Your objective
Return all the entries below exactly as they were given.

(Dataset entries)
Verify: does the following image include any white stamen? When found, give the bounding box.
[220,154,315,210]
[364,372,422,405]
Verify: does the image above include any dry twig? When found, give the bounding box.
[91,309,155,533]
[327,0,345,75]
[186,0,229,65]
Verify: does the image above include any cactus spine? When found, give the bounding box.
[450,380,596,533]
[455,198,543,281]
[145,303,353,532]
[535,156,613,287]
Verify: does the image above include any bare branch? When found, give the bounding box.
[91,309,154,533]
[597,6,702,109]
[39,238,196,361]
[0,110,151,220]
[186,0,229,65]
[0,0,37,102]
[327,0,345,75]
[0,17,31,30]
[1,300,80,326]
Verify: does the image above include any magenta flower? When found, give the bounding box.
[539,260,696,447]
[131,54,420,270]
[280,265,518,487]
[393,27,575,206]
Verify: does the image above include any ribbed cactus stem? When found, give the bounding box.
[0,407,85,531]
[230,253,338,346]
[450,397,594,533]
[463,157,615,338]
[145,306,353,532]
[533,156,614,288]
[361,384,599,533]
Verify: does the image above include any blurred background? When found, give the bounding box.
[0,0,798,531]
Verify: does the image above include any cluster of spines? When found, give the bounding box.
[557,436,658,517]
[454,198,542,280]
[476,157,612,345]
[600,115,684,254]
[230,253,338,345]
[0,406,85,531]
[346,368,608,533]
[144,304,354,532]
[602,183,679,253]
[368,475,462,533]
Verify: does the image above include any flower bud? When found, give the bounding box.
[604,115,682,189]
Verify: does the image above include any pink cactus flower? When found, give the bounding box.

Response to the exercise
Verify: does the following image include any white stamen? When found, give the bounding box.
[220,154,315,210]
[364,372,422,405]
Verify: does the image above include any dry twig? When found, give the bounding box.
[91,309,155,533]
[327,0,345,75]
[186,0,229,65]
Verify: does the image above include any cactus spine? When found, give the bounding box.
[450,380,596,533]
[455,198,543,281]
[145,303,353,532]
[535,156,613,287]
Verify: does the image above include any bare branch? When found, give the bounding box.
[91,309,154,533]
[597,6,702,109]
[39,238,196,361]
[0,110,151,220]
[186,0,229,65]
[0,0,37,102]
[327,0,345,75]
[0,17,31,30]
[1,300,80,326]
Verify: does the image above include any magenta flower? When found, give the bounding box.
[539,260,696,447]
[131,54,420,270]
[280,265,518,487]
[393,27,575,206]
Verify: does the image above include any ribbed cactus stem? When found, give the bounding box.
[0,407,85,531]
[230,253,338,346]
[450,397,594,533]
[463,157,615,338]
[145,306,353,532]
[533,156,614,288]
[361,384,599,533]
Verify: does the image above include any blurred background? When found, give the bounding box.
[0,0,798,531]
Verify: does the image above include any cluster of spines? When found, give the bounding box.
[557,436,658,517]
[454,198,542,280]
[476,157,612,345]
[600,115,684,254]
[230,253,338,345]
[0,406,85,531]
[346,368,608,533]
[144,304,354,532]
[602,183,679,253]
[368,475,462,533]
Verify: does the image above include any flower bud? When found, give the bounding box.
[604,115,682,189]
Verify: does the image above include any pink cactus flower? When found, give the bounding box.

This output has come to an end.